== How to complete this task ==
Look for "Where in this photo can the tree" in the entries below. Then write out exactly the line that holds it and every line after it, to the last, and nothing else.

****************

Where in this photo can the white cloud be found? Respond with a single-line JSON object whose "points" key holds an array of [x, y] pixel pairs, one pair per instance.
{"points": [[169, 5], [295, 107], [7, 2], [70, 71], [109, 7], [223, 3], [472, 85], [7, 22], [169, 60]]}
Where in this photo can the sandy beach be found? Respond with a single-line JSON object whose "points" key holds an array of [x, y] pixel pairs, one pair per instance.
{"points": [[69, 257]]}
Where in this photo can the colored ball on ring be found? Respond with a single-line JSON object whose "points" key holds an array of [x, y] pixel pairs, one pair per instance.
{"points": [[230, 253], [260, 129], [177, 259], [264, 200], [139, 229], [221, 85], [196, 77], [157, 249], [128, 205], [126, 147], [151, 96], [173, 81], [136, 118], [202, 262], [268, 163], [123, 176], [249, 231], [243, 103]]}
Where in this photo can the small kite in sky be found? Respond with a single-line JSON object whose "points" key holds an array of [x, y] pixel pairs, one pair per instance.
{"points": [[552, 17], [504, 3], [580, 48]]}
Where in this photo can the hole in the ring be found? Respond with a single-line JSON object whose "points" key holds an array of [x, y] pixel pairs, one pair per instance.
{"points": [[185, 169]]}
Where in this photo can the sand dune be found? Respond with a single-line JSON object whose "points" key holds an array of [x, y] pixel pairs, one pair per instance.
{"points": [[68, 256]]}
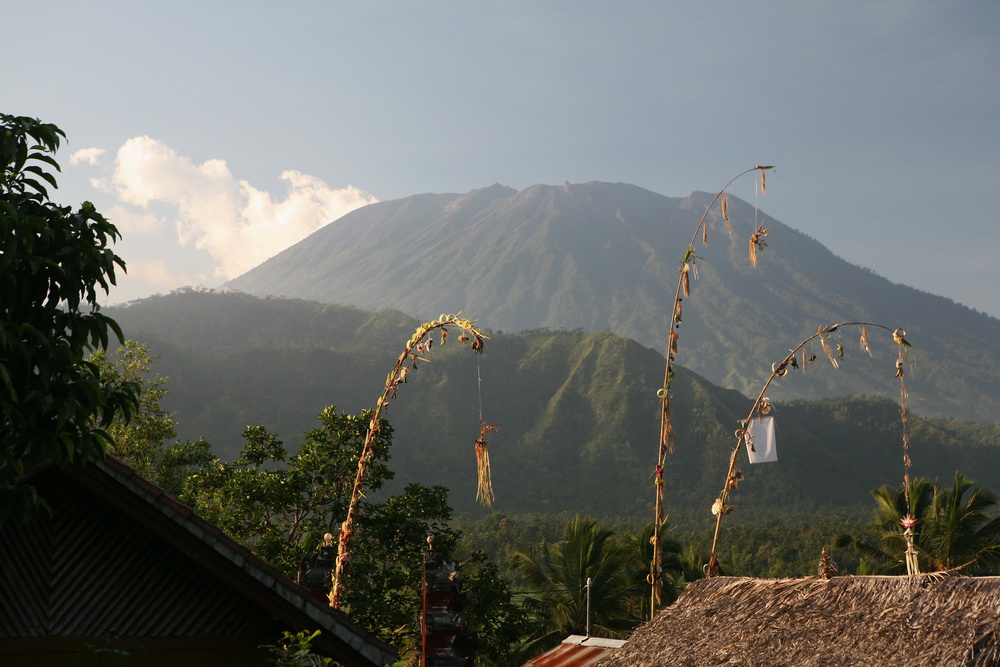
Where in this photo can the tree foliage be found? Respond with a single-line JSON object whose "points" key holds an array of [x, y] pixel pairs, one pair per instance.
{"points": [[148, 441], [557, 576], [53, 403], [954, 528]]}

****************

== Solved exercise ==
Where in this photo can the tree foliage be found? Respond with a single-line JSON object whose "points" key holds an array of [x, y] pixel pairs, one pair per instance.
{"points": [[148, 441], [557, 576], [53, 403], [954, 528]]}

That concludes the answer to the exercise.